# [TEXT SECTION]
------------

[antlr-interest] accepting nested code blocks

Gerald Rosenberg gerald at certiv.net
Tue Oct 13 13:06:33 PDT 2009


The book and Indhu are both correct.  How to 
proceed is more a matter of what you know about 
the content between the delimiter pair, its 
complexity,  and what you want out of it.  There 
are modal lexers, island grammars, and parser-evaluation alternatives.

The recursive lexer rule definition does not 
handle quoted strings, which in the case of 
JavaScript will prove fatal.  I believe there is 
a way to avoid this problem, only using pure 
lexer rules, but it will be complex and the 
margin is too small to contain the proof.

------------

# [INFORMATION GIVEN]
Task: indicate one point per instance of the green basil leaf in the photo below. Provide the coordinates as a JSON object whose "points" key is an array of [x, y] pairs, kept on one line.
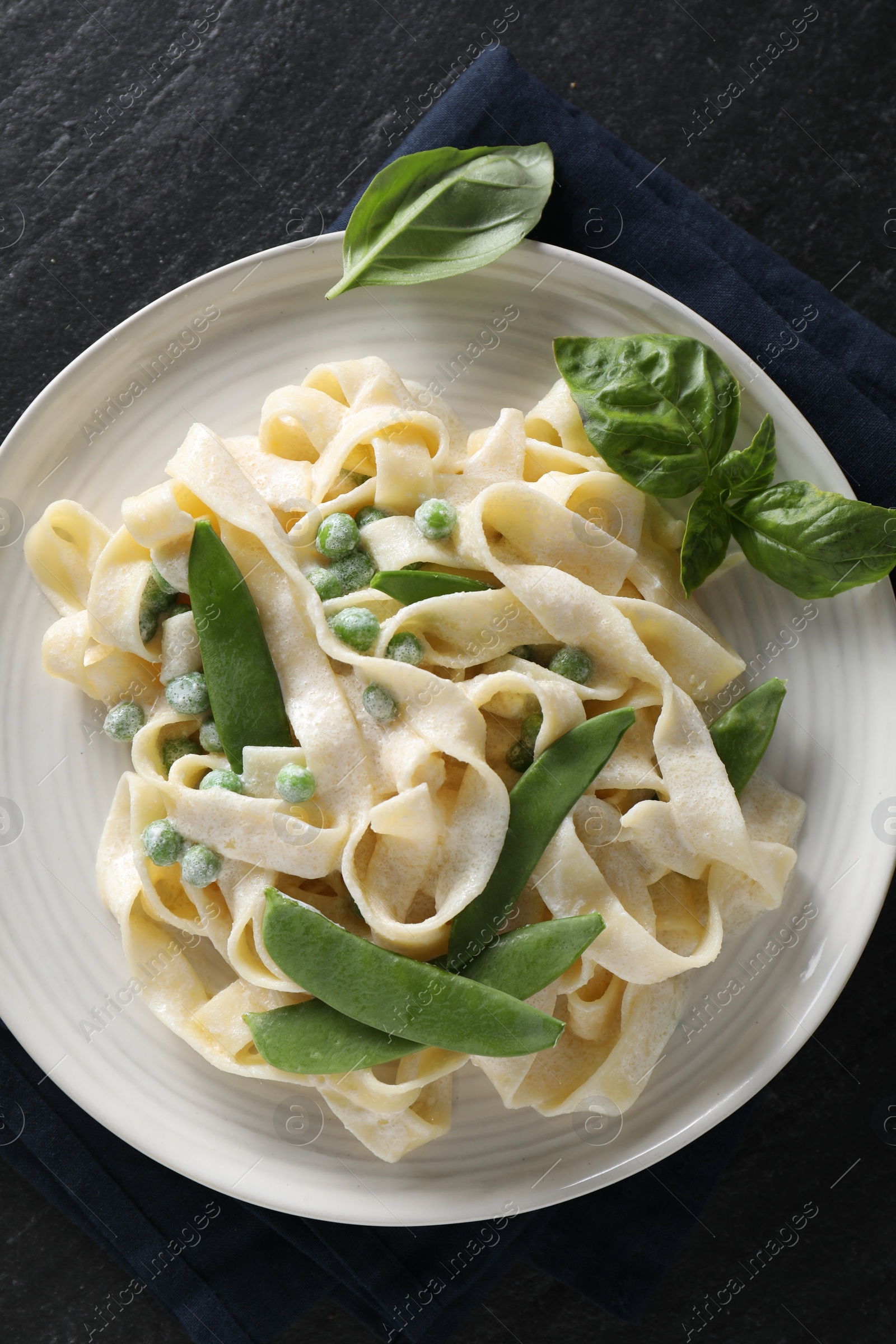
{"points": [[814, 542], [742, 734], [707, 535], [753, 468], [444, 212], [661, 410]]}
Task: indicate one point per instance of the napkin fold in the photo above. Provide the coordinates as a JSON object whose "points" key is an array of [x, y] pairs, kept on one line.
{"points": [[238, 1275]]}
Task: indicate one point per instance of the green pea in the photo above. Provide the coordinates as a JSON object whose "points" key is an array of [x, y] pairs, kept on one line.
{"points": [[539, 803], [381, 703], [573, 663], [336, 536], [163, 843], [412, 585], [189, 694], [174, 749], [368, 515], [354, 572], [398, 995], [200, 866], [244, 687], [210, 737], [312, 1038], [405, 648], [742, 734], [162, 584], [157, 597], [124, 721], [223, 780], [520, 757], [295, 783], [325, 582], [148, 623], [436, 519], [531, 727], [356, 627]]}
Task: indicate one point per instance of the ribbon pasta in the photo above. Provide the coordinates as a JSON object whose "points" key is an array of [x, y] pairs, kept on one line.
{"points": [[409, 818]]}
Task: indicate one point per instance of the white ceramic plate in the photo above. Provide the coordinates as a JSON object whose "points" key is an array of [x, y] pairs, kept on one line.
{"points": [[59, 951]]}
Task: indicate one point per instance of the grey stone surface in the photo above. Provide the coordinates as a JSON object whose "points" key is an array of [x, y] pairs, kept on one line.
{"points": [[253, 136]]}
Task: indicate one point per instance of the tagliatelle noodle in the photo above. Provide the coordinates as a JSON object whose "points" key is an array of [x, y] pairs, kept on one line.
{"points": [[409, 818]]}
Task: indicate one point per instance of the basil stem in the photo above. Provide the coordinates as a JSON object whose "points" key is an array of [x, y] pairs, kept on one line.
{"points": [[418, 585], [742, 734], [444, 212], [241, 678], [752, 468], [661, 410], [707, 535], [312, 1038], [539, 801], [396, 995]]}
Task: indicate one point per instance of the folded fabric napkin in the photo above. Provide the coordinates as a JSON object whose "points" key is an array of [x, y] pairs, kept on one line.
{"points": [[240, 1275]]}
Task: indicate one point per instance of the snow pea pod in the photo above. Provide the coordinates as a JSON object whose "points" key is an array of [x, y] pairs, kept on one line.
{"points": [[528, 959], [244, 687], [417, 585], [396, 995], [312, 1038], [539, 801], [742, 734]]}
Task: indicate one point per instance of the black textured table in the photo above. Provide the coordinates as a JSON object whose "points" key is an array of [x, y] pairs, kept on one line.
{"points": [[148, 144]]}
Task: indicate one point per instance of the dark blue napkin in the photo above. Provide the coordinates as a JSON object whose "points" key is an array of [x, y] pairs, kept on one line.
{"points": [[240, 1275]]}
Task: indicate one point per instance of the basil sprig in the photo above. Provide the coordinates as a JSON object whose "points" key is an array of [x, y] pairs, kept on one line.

------------

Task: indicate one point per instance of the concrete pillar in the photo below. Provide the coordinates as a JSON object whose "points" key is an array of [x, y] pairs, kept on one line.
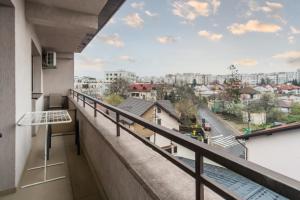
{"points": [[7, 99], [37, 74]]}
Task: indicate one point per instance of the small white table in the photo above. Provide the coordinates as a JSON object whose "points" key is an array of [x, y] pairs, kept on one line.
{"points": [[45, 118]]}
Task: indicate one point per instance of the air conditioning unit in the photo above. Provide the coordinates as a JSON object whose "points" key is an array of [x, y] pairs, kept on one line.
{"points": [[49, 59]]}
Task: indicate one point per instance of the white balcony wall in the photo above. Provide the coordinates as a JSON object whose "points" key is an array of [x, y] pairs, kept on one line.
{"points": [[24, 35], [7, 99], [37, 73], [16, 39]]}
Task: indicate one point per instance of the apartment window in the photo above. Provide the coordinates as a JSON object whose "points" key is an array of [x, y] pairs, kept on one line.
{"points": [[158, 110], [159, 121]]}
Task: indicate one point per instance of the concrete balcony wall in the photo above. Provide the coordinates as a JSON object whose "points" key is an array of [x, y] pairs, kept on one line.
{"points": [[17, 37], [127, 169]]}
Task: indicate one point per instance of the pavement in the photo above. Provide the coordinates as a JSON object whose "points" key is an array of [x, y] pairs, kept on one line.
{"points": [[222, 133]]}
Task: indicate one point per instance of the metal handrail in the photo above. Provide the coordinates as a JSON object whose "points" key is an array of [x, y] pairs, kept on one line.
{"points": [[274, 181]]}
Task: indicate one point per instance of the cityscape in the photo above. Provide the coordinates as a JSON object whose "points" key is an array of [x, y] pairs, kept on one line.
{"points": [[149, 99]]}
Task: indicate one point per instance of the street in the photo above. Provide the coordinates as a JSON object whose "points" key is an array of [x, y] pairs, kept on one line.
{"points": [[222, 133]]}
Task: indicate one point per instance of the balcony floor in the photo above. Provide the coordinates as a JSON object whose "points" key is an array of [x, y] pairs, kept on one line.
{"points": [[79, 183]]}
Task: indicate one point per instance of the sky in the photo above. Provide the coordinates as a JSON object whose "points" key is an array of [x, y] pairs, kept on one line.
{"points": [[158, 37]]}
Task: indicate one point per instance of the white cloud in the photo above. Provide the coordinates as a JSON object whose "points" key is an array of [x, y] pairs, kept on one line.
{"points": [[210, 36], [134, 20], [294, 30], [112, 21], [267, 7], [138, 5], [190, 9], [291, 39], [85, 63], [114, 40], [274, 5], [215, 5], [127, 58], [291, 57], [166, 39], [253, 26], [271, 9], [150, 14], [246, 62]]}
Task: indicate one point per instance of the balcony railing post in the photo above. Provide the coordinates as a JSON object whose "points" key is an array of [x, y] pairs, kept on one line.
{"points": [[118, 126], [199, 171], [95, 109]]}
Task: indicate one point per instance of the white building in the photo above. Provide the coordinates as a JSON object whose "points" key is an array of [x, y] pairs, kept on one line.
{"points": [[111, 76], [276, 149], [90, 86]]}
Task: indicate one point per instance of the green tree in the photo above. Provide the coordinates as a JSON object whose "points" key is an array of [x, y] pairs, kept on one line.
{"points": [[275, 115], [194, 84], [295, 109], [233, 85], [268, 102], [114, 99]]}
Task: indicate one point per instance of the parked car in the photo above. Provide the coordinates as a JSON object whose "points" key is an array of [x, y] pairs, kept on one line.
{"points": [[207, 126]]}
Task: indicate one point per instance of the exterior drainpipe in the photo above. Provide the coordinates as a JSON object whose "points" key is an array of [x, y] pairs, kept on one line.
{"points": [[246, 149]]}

------------

# [WRITTEN TASKS]
• 1. Translate this sentence from the post on nested code blocks into Spanish: "The recursive lexer rule definition does not handle quoted strings, which in the case of JavaScript will prove fatal."
• 2. Continue the post on nested code blocks, starting after its final sentence.

# [ANSWERS BY TASK]
• 1. La definición recursiva de la regla del lexer no maneja las cadenas entre comillas, lo cual, en el caso de JavaScript, resultará fatal.

• 2.
However, if all you want is a single token 
containing the clob between a balanced set of 
delimiters, there is this simple approach:

@lexer::members {

public boolean pairMatch(int limit) {
     return Helper.pairMatch(input, limit);
   }
}

BRACE_BLOCK
   :  '{' { pairMatch(500) }?
   ;

and include the attached helper in your 
build.  This version recognizes nested delimiters 
subject to line comments and both single and double quoted strings.



At 10:41 AM 10/13/2009, Espák Miklós wrote:
>Hi,
>
>I understand your point of view, but the book states explicitly the following:
>
>"ANTLR generates recursive-descent recognizers
>for lexers just as it does for parsers and tree parsers. Consequently,
>ANTLR supports recursive lexer rules, unlike other tools such as lex."
>
>Using recursion it should be possible to create such a lexer rule. If
>not, what it can be used for?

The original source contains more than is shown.